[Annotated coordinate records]
□ □ □ □ □ □ □

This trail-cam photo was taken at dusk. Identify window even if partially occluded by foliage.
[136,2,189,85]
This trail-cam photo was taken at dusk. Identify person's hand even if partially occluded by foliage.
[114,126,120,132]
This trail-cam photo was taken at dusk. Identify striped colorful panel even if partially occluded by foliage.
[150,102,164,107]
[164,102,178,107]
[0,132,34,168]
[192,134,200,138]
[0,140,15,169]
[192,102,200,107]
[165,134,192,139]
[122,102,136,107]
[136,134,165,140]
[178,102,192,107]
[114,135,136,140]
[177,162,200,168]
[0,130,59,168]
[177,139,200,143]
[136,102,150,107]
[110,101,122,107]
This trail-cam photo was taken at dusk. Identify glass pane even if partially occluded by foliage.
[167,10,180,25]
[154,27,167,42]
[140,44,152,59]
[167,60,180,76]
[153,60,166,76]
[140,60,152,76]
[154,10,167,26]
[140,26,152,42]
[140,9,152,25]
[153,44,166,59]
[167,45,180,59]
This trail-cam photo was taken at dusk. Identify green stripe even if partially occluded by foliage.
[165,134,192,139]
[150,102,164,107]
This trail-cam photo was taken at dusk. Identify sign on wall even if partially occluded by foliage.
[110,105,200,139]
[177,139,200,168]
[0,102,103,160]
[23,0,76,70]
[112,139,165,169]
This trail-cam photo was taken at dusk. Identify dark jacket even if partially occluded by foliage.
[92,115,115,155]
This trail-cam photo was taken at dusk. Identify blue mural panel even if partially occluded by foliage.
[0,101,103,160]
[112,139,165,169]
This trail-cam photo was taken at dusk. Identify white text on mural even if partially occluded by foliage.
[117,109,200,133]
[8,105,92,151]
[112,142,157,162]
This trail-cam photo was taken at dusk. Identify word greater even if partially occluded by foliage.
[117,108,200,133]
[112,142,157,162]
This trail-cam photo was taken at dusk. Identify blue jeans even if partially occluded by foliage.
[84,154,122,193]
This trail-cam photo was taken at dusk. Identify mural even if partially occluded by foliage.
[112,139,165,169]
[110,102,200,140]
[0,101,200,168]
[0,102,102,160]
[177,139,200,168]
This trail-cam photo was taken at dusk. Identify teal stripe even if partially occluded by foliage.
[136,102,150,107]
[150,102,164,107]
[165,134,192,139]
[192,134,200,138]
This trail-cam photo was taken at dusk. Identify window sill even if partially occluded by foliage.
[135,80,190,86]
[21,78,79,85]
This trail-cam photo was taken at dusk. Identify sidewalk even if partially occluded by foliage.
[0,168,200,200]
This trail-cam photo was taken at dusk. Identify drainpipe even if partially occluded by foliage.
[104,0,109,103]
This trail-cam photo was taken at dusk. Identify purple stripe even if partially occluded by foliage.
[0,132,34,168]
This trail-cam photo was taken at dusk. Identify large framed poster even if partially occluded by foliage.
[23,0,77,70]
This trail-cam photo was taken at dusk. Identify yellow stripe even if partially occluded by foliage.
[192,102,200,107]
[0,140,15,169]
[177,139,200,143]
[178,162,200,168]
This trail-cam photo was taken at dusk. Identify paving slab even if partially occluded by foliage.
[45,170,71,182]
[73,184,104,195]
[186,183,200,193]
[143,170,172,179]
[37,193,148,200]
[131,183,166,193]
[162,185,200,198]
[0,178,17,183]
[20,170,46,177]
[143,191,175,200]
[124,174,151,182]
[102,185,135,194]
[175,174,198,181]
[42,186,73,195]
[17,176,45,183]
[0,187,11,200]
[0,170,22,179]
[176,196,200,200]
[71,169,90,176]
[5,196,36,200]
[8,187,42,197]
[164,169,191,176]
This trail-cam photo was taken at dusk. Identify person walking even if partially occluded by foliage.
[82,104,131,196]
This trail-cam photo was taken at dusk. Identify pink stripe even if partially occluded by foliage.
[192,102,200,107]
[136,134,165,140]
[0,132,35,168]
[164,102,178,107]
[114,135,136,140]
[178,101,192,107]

□ □ □ □ □ □ □

■ Aim of the exercise ■
Reproduce only the lines from the one containing "This trail-cam photo was taken at dusk. Identify sidewalk" down to the one containing "[23,0,77,70]", both included, with the requests left as they are. Rescale every bounding-box coordinate in the answers by a factor of 2.25, rounding to whole numbers and taking halves up.

■ Final result ■
This trail-cam photo was taken at dusk. Identify sidewalk even if partially occluded by foliage.
[0,378,450,450]
This trail-cam photo was taken at dusk. Identify drainpipe even if partially occluded by foliage.
[234,0,245,232]
This trail-cam photo was taken at dusk. Identify purple stripe even if partially occluded by foliage.
[0,297,77,378]
This trail-cam photo was taken at dusk. Identify large framed poster even if partially occluded by foliage.
[52,0,173,158]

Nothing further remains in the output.